___ AVAILABLE RECORDS
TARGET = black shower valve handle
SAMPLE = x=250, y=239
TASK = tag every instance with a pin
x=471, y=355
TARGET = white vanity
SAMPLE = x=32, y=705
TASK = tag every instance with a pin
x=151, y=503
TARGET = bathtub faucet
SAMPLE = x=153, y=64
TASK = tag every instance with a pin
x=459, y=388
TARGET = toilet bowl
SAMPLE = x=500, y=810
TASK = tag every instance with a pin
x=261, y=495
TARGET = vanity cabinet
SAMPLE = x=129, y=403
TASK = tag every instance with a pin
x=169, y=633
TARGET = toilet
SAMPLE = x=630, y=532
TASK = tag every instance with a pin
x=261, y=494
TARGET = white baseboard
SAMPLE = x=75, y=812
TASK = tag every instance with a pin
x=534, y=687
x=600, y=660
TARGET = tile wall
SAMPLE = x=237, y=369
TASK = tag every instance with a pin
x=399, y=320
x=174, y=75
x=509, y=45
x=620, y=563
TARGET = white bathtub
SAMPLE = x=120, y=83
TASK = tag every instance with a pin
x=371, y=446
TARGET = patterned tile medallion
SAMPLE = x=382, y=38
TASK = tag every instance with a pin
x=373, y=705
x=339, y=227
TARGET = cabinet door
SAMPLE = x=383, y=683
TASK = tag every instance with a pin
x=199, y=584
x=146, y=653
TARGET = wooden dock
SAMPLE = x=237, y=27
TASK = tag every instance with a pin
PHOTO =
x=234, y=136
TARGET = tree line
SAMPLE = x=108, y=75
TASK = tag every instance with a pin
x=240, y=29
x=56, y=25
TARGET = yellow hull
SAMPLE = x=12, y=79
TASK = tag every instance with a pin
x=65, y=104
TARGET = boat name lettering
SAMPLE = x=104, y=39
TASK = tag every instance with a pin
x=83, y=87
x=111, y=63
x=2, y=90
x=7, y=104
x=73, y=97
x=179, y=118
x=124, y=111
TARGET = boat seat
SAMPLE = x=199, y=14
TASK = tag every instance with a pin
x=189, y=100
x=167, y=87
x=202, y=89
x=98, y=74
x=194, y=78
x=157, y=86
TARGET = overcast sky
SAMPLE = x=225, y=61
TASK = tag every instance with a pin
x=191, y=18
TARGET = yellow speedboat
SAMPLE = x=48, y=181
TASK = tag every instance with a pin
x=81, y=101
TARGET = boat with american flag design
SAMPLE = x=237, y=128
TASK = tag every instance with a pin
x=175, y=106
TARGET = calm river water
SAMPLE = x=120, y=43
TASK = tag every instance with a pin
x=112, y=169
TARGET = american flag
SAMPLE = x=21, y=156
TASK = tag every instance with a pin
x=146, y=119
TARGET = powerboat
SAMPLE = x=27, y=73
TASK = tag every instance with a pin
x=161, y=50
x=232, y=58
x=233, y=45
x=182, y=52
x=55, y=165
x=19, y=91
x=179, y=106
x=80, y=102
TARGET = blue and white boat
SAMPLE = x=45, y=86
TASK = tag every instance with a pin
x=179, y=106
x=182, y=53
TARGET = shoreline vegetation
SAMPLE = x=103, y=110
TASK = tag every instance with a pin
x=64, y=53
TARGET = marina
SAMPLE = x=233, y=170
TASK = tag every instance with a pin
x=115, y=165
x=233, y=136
______
**EXERCISE AIM:**
Copy everything in the material from the line containing "TARGET = patterned tile medallion" down to the line containing "x=80, y=102", replacing "pin" with "marker" wherever it occurs and leaving all else unchanged.

**FINAL RESULT:**
TARGET = patterned tile medallion
SAMPLE = x=382, y=38
TASK = tag every instance with a marker
x=373, y=705
x=339, y=227
TARGET = cabinet door
SAMPLE = x=383, y=683
TASK = tag every instance with a marker
x=199, y=584
x=146, y=653
TARGET = wooden dock
SAMPLE = x=237, y=27
TASK = tag every instance with a marker
PHOTO =
x=234, y=136
TARGET = tree line
SAMPLE = x=108, y=75
TASK = tag every instance with a marker
x=240, y=29
x=56, y=25
TARGET = yellow hull
SAMPLE = x=12, y=79
TASK = tag every instance with a marker
x=65, y=104
TARGET = boat name lettering
SAMPLE = x=104, y=39
TASK = tag every instance with a marker
x=83, y=87
x=111, y=63
x=2, y=90
x=7, y=104
x=73, y=97
x=179, y=118
x=124, y=111
TARGET = boat seat
SAMPLE = x=199, y=14
TASK = tag every instance with a marker
x=189, y=100
x=167, y=87
x=202, y=89
x=98, y=74
x=194, y=78
x=157, y=86
TARGET = overcast sky
SAMPLE = x=225, y=61
TASK = tag every instance with a marker
x=191, y=18
TARGET = yellow speedboat
SAMPLE = x=48, y=181
TASK = tag every instance with a marker
x=81, y=101
TARGET = boat with american flag design
SAMPLE = x=237, y=128
TASK = tag every instance with a marker
x=175, y=106
TARGET = calm river water
SAMPLE = x=120, y=43
TASK = tag every instance with a marker
x=112, y=169
TARGET = american flag
SAMPLE = x=21, y=156
TASK = tag every instance with a marker
x=146, y=119
TARGET = powerboat
SAMPLE = x=27, y=73
TASK = tag every instance with a marker
x=161, y=50
x=232, y=58
x=233, y=45
x=182, y=52
x=55, y=165
x=19, y=91
x=179, y=106
x=80, y=102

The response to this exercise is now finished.